─── SOURCE EXTRACT

What baldmountain said.

Reno


----------



## arrowactionarch (Mar 2, 2003)

Wrist strap should be on the market soon


----------



## JDES900X (May 22, 2002)

> In total agreeance with Jbird on this one. It annoys the heck outa me that the major release companys seem to think a swept handle is the way to go. The simple machenics of getting a release to go off surprise should dictate that the bottom fingers be as far forward as possible. If anything, the releases should be reverse swept to a degree.


 

I COMPLETELY AGREE!! I have argued with people for a decade about that very same thing. Told Jerry Carter that a hundred times, at least. Didn't listen. Hate the swept back handles. They kill all preload in the relaese hand. The pinky should be at least an inch ahead of the middle finger. 

I am interested to shoot this new release. I think it will work well.


----------



## RobVos (May 23, 2002)

I have always thought that a release that functions the way I think this one will is the ticket. I would be real curioous to know how it functions. Would it require a safety type button for drawing and letting down. Can you adjust the amount of increase tension required to activate the shot.

I think I would love to try this. If you get a triggerless BT style release to activate without travel, you will have solve the #1 problem for guys who have trouble getting a BT release to work for them. How many time have you heard a new BT user say that they are pulling like crazy and can't get the release to go off (really can't manage to get it to travel (rotate)).

If your release solves this, you will have a huge seller, for sure. It will be as close to the"magic cure" as anyone has ever come.

──────
─── DATA EXTRACT

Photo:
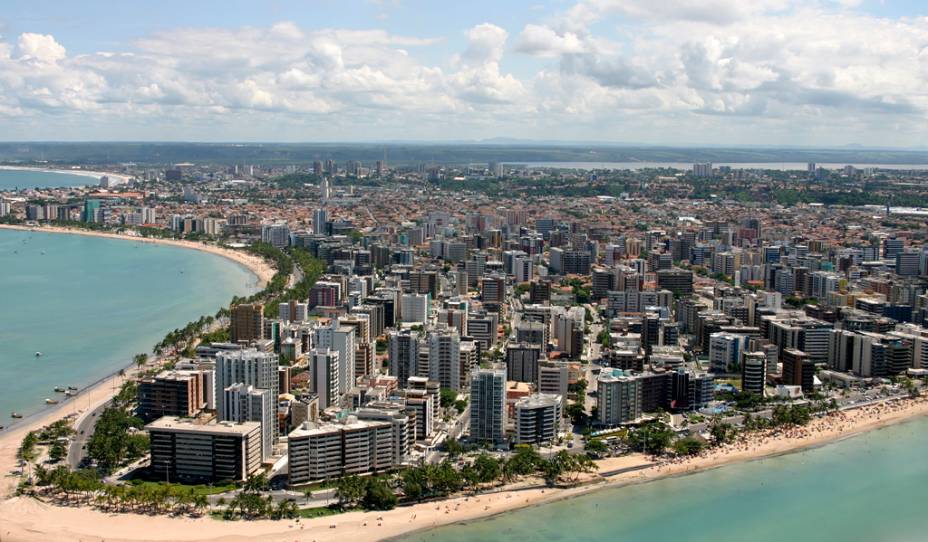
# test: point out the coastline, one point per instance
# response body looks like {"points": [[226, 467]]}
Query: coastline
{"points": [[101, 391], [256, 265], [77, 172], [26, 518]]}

──────
─── DATA EXTRACT

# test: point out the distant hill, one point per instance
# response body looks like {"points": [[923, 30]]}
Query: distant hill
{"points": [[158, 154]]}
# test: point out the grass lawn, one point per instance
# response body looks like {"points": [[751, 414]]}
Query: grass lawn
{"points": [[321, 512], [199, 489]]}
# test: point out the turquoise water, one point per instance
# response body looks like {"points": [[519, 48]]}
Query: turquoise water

──────
─── DATA EXTRACT

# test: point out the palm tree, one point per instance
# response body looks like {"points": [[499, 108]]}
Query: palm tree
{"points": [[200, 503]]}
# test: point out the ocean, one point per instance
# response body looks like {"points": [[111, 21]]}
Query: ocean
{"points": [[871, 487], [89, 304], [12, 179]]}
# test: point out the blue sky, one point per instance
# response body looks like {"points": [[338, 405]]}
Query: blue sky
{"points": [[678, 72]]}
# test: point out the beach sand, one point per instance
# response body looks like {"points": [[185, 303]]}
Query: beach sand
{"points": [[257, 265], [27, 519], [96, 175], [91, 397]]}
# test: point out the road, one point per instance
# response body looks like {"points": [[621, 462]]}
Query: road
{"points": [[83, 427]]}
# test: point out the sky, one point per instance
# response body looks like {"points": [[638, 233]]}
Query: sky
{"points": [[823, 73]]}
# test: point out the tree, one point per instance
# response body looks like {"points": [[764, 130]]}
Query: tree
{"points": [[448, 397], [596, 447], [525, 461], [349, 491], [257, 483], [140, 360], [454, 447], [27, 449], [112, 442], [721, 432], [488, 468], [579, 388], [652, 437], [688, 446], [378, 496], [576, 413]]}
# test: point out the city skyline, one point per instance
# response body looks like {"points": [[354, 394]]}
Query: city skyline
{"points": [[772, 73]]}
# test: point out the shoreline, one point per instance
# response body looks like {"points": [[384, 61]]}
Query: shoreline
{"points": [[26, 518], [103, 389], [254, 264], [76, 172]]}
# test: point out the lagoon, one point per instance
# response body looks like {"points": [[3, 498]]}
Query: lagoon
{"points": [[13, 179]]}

──────

> **BRIEF 1**
Rewrite the archery forum thread, everything from "I am interested" down to "has ever come.", replacing "BT" with "back-tension".
> **BRIEF 2**
List the usernames that head the posts in the archery forum thread.
You won't need the records.

> **OUTPUT 1**
I am interested to shoot this new release. I think it will work well.


----------



## RobVos (May 23, 2002)

I have always thought that a release that functions the way I think this one will is the ticket. I would be real curioous to know how it functions. Would it require a safety type button for drawing and letting down. Can you adjust the amount of increase tension required to activate the shot.

I think I would love to try this. If you get a triggerless back-tension style release to activate without travel, you will have solve the #1 problem for guys who have trouble getting a back-tension release to work for them. How many time have you heard a new back-tension user say that they are pulling like crazy and can't get the release to go off (really can't manage to get it to travel (rotate)).

If your release solves this, you will have a huge seller, for sure. It will be as close to the"magic cure" as anyone has ever come.

> **OUTPUT 2**
arrowactionarch
JDES900X
RobVos